• [Supplied text]
┌────────

Windows Phone nears 10% share in Europe
The article is confusing and misleading.
One thing is that the 10% of the new phones that are sold now are WP, and another completely different thing is that WP has a 10% share in Europe.
According to statcounter WP penetration in Europe is still ~3% http://gs.statcounter.com/#mobile_os-eu-monthly-201309-20130...
The thing is the Windows Phone is actually quite good. In many ways it is better then Android (consistency across the OS & apps, Visual Studio is better then Eclipse, C# better then Java). Much, if not all, of the bold choices around flat visual style have now born out as great choices. Lots of things going for them. Pretty cool seeing it born out in higher adoption numbers.
This reminds me the slow but steady grow of Chrome a few years ago over IE. I don't think MS would dominate those markets but it is healthy to have a firm third alternative.
Microsoft needs to cut the crap and really streamline the process for developers. If its developer onramp were as easy and painless as, say, Android's, the floodgates would be wide open because it could use the installed base of Windows developers and the superiority of Visual Studio as a dev environment to its advantage. If it does that it has a chance at second place. But as of now it won't climb past a distant third.
Android makers need to make money on the phone while MS needs market share credibility. So these users are more valuable to MS than to Android vendors and MS is outbidding Samsung et al with spiffs for salespeople.
Pretty impressive since Nokia had only ever sold 27 million Lumias worldwide up until June 30. Or Kantar has messed up their analysis.

└────────

• [Task instructions]
A. From the Windows Phone discussion, return the passage starting with "This reminds me" and going on through "firm third alternative.", copied word for word.
B. Answer these questions using the Windows Phone discussion:
(i) What Windows Phone penetration in Europe does statcounter give?
(ii) How many Lumias had Nokia sold worldwide up until June 30?
(iii) Which development environment is Visual Studio said to be better than?

• [Dataset content]

┌────────

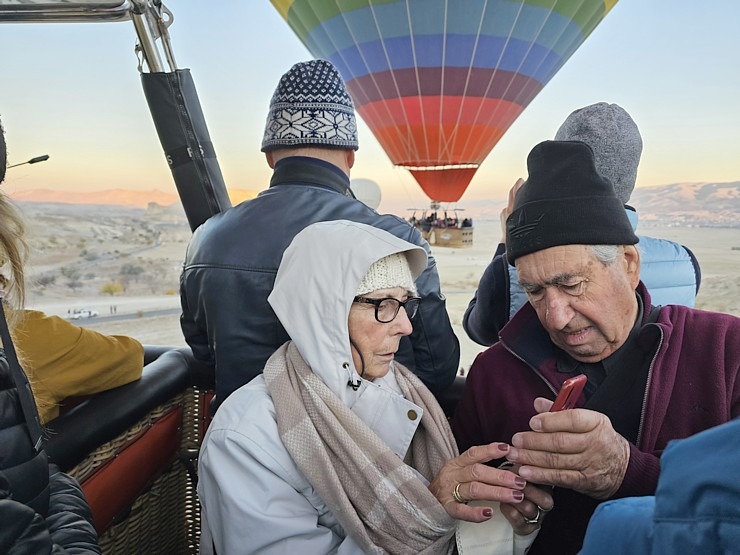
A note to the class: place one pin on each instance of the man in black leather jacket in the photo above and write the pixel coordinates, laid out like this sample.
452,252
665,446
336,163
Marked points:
42,510
310,142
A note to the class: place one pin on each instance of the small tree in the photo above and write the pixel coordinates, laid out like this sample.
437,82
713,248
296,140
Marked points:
74,284
111,288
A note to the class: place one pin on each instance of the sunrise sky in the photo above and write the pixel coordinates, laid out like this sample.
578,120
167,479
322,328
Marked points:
72,91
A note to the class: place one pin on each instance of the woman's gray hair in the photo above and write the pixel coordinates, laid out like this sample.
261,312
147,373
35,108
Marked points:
606,254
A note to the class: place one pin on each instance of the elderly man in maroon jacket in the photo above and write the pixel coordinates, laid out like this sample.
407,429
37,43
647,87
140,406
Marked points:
654,373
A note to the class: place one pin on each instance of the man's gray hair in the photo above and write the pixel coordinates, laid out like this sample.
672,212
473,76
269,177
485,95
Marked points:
606,254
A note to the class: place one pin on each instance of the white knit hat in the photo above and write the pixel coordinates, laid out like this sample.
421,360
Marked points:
386,273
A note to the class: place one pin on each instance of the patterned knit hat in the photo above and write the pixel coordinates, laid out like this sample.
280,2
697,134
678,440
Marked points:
311,107
565,201
386,273
615,139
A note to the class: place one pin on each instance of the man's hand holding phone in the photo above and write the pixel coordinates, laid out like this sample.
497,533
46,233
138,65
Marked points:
575,449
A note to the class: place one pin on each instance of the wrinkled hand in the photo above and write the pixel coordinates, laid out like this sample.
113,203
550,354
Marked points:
505,212
476,481
576,449
537,503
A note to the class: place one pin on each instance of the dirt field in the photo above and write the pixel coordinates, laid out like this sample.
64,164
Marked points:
717,249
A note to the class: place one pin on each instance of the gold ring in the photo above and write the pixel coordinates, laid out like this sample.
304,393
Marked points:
536,519
456,494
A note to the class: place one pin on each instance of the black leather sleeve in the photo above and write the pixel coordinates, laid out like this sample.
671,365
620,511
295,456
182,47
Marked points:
432,351
488,310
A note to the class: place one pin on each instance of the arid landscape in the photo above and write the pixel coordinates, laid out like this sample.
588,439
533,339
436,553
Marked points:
124,262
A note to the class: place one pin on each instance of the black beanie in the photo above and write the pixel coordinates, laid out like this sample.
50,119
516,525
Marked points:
565,201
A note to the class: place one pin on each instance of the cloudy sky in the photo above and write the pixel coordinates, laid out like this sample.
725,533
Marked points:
72,91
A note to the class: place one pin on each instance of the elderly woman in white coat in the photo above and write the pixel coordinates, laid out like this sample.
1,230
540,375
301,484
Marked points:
336,448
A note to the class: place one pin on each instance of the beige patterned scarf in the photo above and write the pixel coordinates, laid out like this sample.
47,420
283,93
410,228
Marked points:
376,497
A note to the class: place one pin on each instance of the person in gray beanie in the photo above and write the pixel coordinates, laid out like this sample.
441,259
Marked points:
309,141
670,271
610,131
653,373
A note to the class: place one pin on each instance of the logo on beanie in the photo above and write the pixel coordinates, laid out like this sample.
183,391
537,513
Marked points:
520,228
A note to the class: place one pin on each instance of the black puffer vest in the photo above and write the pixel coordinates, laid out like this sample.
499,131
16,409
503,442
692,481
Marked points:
26,470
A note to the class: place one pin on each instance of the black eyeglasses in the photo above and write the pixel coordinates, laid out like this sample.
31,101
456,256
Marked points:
387,309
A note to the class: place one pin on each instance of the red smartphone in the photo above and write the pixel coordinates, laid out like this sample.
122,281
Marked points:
569,393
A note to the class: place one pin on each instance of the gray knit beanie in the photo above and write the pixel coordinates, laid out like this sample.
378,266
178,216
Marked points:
311,107
615,139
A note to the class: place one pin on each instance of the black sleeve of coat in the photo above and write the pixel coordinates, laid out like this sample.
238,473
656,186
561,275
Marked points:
488,310
697,268
432,351
22,530
69,519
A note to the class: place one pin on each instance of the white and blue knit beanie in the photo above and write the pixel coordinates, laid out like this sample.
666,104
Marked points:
615,139
311,107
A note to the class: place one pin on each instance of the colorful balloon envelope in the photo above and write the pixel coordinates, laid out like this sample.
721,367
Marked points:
439,82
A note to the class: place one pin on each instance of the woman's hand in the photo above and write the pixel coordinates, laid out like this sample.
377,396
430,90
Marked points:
526,516
467,478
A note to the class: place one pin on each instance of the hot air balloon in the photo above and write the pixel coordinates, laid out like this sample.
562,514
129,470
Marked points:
439,82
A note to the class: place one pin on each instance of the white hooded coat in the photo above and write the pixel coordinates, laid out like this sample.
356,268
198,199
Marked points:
253,496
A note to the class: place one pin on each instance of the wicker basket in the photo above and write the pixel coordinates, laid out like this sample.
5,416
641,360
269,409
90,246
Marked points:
164,519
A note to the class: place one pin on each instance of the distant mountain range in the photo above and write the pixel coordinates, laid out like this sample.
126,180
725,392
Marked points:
680,204
117,197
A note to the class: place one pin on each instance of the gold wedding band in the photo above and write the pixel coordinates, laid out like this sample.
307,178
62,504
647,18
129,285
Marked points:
456,495
536,519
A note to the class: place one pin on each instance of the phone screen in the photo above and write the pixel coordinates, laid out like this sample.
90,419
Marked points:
569,393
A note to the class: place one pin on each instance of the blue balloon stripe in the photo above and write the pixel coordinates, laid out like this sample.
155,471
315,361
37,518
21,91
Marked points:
530,60
501,18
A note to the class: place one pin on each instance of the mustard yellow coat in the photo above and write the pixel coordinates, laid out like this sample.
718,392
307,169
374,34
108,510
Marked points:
64,360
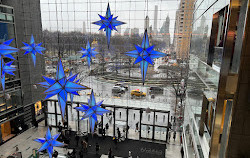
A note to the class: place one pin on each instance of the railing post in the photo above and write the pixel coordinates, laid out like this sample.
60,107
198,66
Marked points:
114,123
127,122
140,123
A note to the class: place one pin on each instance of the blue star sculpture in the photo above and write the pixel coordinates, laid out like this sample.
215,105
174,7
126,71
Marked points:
33,48
6,69
145,55
88,53
6,50
49,142
108,23
73,79
92,110
61,86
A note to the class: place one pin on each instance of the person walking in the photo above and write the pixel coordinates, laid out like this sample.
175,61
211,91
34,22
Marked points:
85,146
103,133
182,152
137,127
129,154
97,148
169,136
174,136
119,135
107,126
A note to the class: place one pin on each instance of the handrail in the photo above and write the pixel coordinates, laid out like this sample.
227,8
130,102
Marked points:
184,143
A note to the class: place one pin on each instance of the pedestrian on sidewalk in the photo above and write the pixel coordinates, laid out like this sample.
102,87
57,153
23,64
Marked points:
107,126
182,152
97,148
110,153
174,136
137,127
129,154
103,133
169,136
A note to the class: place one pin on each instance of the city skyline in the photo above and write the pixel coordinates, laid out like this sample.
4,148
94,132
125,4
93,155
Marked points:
70,16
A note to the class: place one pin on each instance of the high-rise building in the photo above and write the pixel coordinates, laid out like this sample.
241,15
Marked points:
22,18
146,23
183,28
164,31
126,32
155,19
119,29
134,32
84,28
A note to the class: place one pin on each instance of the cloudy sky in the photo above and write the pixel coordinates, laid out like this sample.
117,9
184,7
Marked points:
69,15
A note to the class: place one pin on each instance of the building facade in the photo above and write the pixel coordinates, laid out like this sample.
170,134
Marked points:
183,28
217,105
19,20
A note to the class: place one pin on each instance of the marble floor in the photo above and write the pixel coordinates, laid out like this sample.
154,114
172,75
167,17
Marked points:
25,144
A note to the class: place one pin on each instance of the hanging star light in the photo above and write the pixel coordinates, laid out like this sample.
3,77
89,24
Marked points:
6,50
6,68
88,53
61,86
73,79
33,48
49,142
92,110
145,55
108,23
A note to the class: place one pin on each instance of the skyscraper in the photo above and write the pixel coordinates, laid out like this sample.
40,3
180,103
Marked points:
155,18
164,31
118,32
126,32
146,23
183,28
134,32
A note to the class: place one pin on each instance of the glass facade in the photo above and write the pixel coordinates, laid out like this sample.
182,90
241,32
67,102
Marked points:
136,123
204,72
10,100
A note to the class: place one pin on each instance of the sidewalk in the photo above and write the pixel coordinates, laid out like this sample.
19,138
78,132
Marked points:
174,147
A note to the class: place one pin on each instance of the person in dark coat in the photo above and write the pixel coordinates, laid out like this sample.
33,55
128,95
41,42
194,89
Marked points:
97,148
182,152
110,153
174,136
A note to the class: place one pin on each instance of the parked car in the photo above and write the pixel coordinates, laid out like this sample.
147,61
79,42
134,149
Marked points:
122,85
155,90
118,89
137,93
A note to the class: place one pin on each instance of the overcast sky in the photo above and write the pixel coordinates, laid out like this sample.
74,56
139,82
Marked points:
69,15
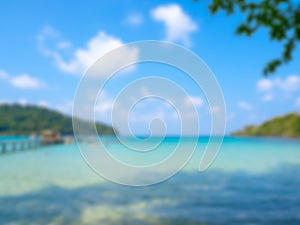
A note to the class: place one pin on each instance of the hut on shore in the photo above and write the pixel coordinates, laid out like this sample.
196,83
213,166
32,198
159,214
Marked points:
50,137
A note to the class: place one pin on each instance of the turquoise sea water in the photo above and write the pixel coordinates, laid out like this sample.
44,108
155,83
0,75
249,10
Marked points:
252,181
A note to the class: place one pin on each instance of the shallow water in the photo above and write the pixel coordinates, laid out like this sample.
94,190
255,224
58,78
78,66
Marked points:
252,181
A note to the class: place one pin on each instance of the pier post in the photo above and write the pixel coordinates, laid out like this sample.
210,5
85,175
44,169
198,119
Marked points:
3,147
13,146
21,145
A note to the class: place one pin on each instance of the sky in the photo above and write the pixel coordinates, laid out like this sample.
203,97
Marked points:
46,47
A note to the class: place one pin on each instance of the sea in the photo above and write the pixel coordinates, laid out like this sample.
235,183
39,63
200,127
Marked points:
252,181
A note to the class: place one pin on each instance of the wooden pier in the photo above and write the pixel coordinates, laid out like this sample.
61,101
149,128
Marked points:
10,146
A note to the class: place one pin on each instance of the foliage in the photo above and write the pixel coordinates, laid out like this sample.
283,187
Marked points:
281,18
285,126
23,120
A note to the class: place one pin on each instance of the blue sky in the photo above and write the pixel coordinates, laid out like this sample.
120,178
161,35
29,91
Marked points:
46,46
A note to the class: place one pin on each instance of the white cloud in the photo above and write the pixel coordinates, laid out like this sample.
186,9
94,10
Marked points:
22,81
83,58
290,84
3,75
245,106
196,101
264,85
23,101
47,32
25,81
279,87
134,19
179,25
63,45
268,97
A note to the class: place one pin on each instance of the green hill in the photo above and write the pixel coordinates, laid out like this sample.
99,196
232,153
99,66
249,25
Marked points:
22,120
283,126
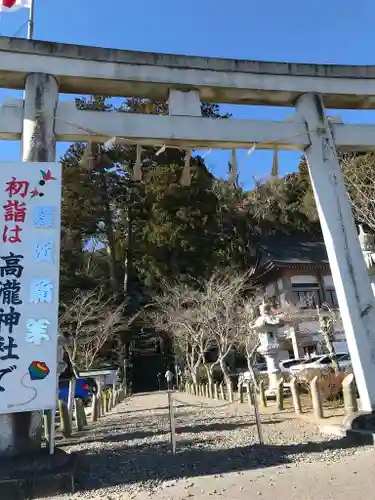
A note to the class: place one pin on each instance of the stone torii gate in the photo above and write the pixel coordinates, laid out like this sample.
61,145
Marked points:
44,69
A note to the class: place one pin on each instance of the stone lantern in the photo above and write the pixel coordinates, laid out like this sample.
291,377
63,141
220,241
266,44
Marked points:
267,326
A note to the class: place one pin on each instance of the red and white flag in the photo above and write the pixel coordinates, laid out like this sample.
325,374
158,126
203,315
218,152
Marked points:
13,5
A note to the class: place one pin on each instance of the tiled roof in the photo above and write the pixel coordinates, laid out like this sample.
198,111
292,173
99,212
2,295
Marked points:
295,249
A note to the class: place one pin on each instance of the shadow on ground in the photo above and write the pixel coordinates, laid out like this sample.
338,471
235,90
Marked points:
90,437
154,462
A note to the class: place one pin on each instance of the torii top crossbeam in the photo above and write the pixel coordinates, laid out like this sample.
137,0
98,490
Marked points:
147,74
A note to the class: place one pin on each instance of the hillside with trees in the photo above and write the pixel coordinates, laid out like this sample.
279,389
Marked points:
123,238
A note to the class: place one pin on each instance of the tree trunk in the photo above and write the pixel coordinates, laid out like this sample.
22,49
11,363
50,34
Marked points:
20,433
210,380
227,380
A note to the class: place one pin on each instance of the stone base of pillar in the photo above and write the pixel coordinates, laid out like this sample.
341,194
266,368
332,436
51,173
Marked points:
39,475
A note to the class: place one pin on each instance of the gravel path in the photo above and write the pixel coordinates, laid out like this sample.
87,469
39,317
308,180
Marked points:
127,454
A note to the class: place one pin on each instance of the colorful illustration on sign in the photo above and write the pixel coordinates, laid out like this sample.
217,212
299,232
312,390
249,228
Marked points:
44,252
45,176
38,370
37,331
41,291
43,216
5,371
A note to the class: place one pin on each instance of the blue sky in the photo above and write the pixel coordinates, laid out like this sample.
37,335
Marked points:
316,31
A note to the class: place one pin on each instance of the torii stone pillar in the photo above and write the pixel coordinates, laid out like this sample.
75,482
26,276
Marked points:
20,433
349,272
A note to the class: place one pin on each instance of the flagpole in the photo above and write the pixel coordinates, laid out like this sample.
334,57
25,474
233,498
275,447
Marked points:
30,22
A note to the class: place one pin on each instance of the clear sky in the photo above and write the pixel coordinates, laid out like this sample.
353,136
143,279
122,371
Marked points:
316,31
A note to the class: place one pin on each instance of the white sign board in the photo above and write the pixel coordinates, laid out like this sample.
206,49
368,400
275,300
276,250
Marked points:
30,212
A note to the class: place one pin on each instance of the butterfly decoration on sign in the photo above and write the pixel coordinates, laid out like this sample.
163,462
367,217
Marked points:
45,177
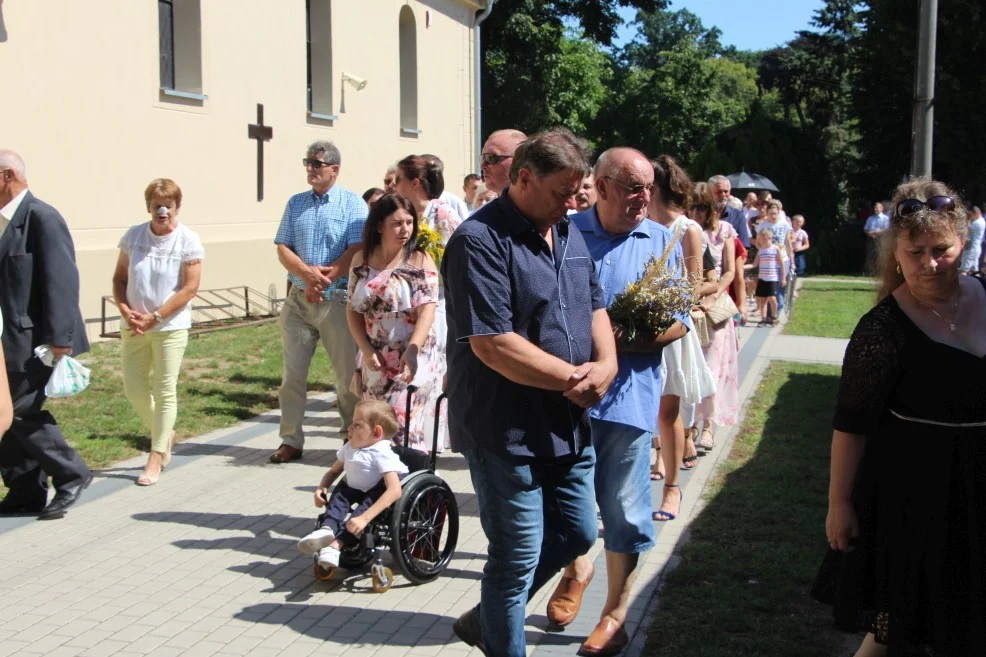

└────────

• [Worked solutions]
A.
This reminds me the slow but steady grow of Chrome a few years ago over IE. I don't think MS would dominate those markets but it is healthy to have a firm third alternative.

B.
(i) About 3%.
(ii) 27 million.
(iii) Eclipse.